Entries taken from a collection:
= = = = =

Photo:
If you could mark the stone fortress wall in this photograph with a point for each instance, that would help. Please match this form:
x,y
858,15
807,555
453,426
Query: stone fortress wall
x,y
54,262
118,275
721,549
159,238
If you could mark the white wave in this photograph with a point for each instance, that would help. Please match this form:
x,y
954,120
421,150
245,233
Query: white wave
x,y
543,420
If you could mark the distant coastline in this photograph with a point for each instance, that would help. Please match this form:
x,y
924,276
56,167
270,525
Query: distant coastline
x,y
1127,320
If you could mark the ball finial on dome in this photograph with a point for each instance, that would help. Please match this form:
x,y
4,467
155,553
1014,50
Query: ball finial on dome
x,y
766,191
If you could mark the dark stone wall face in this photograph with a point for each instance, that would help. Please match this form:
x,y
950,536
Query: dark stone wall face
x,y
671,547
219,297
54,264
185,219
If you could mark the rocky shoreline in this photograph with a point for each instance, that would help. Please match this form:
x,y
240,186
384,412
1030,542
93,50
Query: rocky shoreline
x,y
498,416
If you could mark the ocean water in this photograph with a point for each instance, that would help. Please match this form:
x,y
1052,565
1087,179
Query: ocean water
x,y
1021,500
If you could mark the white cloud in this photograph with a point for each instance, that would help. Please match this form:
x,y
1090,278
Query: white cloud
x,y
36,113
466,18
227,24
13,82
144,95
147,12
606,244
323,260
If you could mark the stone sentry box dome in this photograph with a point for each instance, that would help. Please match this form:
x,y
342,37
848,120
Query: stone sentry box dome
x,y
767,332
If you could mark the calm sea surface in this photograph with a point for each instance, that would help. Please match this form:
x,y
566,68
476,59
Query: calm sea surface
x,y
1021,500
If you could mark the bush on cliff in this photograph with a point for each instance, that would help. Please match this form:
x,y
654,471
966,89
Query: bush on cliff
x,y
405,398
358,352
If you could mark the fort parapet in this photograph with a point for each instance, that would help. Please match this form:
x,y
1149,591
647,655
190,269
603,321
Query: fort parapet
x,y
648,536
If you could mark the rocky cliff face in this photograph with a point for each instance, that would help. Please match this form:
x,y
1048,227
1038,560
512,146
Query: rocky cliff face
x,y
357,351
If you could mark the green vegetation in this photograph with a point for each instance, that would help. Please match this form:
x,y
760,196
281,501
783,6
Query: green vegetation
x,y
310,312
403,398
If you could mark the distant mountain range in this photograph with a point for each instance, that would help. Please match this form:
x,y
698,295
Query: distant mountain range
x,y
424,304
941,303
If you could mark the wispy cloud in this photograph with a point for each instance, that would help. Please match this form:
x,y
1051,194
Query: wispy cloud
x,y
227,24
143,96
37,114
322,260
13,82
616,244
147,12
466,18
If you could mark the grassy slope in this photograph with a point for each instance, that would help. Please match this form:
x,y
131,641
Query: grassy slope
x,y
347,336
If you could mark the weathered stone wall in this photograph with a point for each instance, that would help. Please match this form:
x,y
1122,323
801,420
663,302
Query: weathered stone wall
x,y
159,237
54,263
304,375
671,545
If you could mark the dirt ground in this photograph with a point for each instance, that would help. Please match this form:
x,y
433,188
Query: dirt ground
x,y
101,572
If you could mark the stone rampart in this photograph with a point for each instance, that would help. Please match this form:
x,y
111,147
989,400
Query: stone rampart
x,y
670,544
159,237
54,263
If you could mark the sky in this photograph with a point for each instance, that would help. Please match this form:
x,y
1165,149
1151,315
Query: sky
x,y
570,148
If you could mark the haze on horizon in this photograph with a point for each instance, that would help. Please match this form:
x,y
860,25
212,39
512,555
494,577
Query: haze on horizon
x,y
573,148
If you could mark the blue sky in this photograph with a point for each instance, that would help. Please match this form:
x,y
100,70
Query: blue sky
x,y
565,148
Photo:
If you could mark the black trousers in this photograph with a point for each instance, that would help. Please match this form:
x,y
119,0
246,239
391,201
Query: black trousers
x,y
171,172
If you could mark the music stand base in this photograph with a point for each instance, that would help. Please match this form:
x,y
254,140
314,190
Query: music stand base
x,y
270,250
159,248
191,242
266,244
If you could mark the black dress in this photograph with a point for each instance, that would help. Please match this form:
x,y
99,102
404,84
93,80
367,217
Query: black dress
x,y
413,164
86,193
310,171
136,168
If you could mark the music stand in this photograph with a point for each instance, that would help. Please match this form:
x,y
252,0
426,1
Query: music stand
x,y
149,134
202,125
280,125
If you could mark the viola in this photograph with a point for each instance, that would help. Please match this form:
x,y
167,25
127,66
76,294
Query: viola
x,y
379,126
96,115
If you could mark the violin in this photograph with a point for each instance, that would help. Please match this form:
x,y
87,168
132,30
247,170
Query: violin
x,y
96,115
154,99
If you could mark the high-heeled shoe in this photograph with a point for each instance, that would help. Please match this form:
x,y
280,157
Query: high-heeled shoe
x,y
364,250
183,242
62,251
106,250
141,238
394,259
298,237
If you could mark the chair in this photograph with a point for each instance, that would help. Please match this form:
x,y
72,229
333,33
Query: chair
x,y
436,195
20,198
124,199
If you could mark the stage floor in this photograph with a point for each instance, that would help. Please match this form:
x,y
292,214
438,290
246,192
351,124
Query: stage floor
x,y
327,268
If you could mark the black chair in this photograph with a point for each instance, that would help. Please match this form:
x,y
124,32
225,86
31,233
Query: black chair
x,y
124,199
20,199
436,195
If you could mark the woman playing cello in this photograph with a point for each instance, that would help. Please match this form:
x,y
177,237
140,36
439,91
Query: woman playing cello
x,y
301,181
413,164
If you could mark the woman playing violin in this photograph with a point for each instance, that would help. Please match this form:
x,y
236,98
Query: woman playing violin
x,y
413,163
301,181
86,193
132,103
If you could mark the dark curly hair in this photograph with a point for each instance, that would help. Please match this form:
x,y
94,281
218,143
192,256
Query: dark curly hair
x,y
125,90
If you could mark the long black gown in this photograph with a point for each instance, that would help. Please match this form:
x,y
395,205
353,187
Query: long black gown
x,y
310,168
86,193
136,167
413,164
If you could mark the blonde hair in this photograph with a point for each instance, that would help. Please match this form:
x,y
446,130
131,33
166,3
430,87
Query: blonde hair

= = = = =

An exact repetition of all the records above is required.

Photo:
If you could mark the stone fortress wall in this photograph with a point for each instance, that would help. Please match this form:
x,y
858,15
807,555
453,426
Query: stone fortress wall
x,y
54,262
118,275
721,549
159,238
If you could mark the white wave in this photograph with a point for each instance, that would help. Please match this form:
x,y
954,120
421,150
245,233
Query: white wave
x,y
543,420
If you could mark the distant coastline in this photograph with a point for each instance, that would help. Please match this form:
x,y
924,276
56,167
270,525
Query: distant coastline
x,y
1127,320
If you could mark the ball finial on dome in this photograph with a point for each instance, that would help. Please match this form:
x,y
4,467
155,553
1014,50
Query: ball finial on dome
x,y
766,191
If you could mark the dark stone wall face in this photograph with a point for each instance, that would help. Please match this form:
x,y
950,536
Query: dark stone wall face
x,y
671,547
219,297
54,264
185,219
If you could mark the rocky shoreline in this photograph with a point for each instance, that would help. Please match this form:
x,y
240,186
384,412
1030,542
93,50
Query: rocky shoreline
x,y
498,416
If you could mark the ocean water in this photograph with a point for each instance, that would help. Please match this form:
x,y
1052,565
1087,179
Query: ocean water
x,y
1021,500
If you could mark the white cloud in this photograph with a point for each instance, that would help. Please match this form:
x,y
1090,278
Query: white cloud
x,y
36,113
466,18
227,24
13,82
144,95
147,12
606,244
323,260
If you could mark the stone sentry box dome in this photograph with a point for each instance, that would help. Please match this form:
x,y
342,37
848,120
Query: stone sentry box dome
x,y
767,332
If you could mark the calm sea surface in this photograph with a point for each instance, that would help. Please match this form:
x,y
566,68
476,59
Query: calm sea surface
x,y
1021,500
If you could mark the bush on cliff in this photograph with a point for each instance, that would help. Please match this form:
x,y
654,471
966,89
Query: bush on cliff
x,y
405,398
358,352
If you could mark the fort parapet in this photograph with a point for each instance, that would help. Please match this form:
x,y
1149,591
647,655
190,269
603,321
Query: fort parapet
x,y
648,536
If you could mark the rocky cliff face in this photograph with a point for each instance, that would help. Please match this form:
x,y
1048,227
1038,560
512,146
Query: rocky cliff face
x,y
357,351
If you could mark the green vegetation in this photograph with a point for each instance, that would help. Please match this form:
x,y
760,196
281,501
783,6
Query: green vegetation
x,y
310,312
403,398
If you could mark the distant mountain range in this photograph with a point for each instance, that would help. Please match this form:
x,y
698,295
Query: distant mountain range
x,y
424,304
941,303
If you could mark the wispy cloud in this photograph with a point for each instance, that would help. Please match this form:
x,y
1051,194
Query: wispy cloud
x,y
227,24
143,96
37,114
322,260
13,82
616,244
147,12
466,18
If you could mark the grassy slope in this photograph with a point for each instance, that would help. Please match this form:
x,y
131,641
Query: grassy slope
x,y
347,336
If you could mark the weathered stone wall in this photograph with a point for each instance, that would help. Please match this form:
x,y
1122,323
801,420
663,302
Query: weathered stone wall
x,y
159,237
54,263
304,375
671,545
If you could mark the dirt ground in this photograph with a point for each instance, that would help. Please match this form:
x,y
433,188
Query: dirt ground
x,y
101,572
If you could mark the stone rampart in this photograph with a point for each instance, that would help. Please match this form:
x,y
111,147
989,400
Query: stone rampart
x,y
670,544
159,237
54,263
If you could mark the sky in this photograph with a point for each instance, that would help. Please match this form:
x,y
1165,149
1151,315
Query: sky
x,y
570,148
If you could mark the haze on horizon in this photograph with a point for each instance, that would help. Please match this form:
x,y
860,25
212,39
512,555
494,577
Query: haze on horizon
x,y
573,148
If you could mark the blue sky in this photograph with a point for each instance, that would help. Please match this form:
x,y
100,70
Query: blue sky
x,y
565,148
Photo:
If you could mark the black trousers in this photograph with a point for each instance, that would help. Please match this form:
x,y
119,0
246,239
391,201
Query: black trousers
x,y
171,172
If you could mark the music stand base in this photograph with a point for each instance, that would help. Please match this form:
x,y
254,140
314,190
Query: music stand base
x,y
270,250
159,248
191,242
266,244
If you could mark the black dress in this photograph with a point for each instance, that would help. Please match this form:
x,y
99,102
404,84
93,80
367,217
Query: black dress
x,y
413,164
86,193
310,171
136,168
If you could mark the music stand in this photograph with a point for each instance, that would help. Please match this form:
x,y
252,0
426,1
Query: music stand
x,y
149,134
202,125
280,125
If you could mark the viola in this photograph with a point for each instance, that would help. Please match this form:
x,y
167,25
127,66
76,294
Query: viola
x,y
379,126
96,115
If you could mark the violin in this photograph with a point for each instance, that would help. Please match this form:
x,y
87,168
132,30
247,170
Query: violin
x,y
96,115
154,99
If you could mark the high-heeled shoe in this photograph with a point for each instance, that would help. Please match this form:
x,y
280,157
Query: high-heeled shoe
x,y
364,250
183,242
62,251
106,250
141,238
394,259
298,237
If you could mark the chair in this photograph with a point for each instance, that would help. Please match this form:
x,y
72,229
333,33
Query: chair
x,y
436,195
20,198
124,199
If you could mark the stage floor in this photograph with a point for each instance, that would help. Please match this form:
x,y
292,214
438,290
246,192
351,124
Query: stage floor
x,y
327,268
If you could mark the black chair in this photograph with a point for each instance, that would help. Please match this form:
x,y
124,32
225,86
31,233
Query: black chair
x,y
124,199
20,199
436,195
If you could mark the woman playing cello in this photograph with a point for each instance, that would help. Please match this form:
x,y
177,237
140,36
439,91
Query: woman playing cello
x,y
301,181
413,164
If you could mark the woman playing violin in this photograph with a point for each instance, that would help. Please match this form:
x,y
236,98
Query: woman playing violin
x,y
413,163
301,181
86,193
132,103
If you could mark the dark curly hair in this photograph with a point for each instance, that would help. Please match this form:
x,y
94,281
218,143
192,256
Query: dark curly hair
x,y
125,90
If you could mark the long black gown in this photograph with a point for each instance, that would help. Please match this form:
x,y
395,205
353,187
Query: long black gown
x,y
310,168
86,193
136,167
413,164
If you could mark the blonde hair in this photograph with a point for each instance, that would help. Please match this form:
x,y
446,130
131,33
166,3
430,87
Query: blonde hair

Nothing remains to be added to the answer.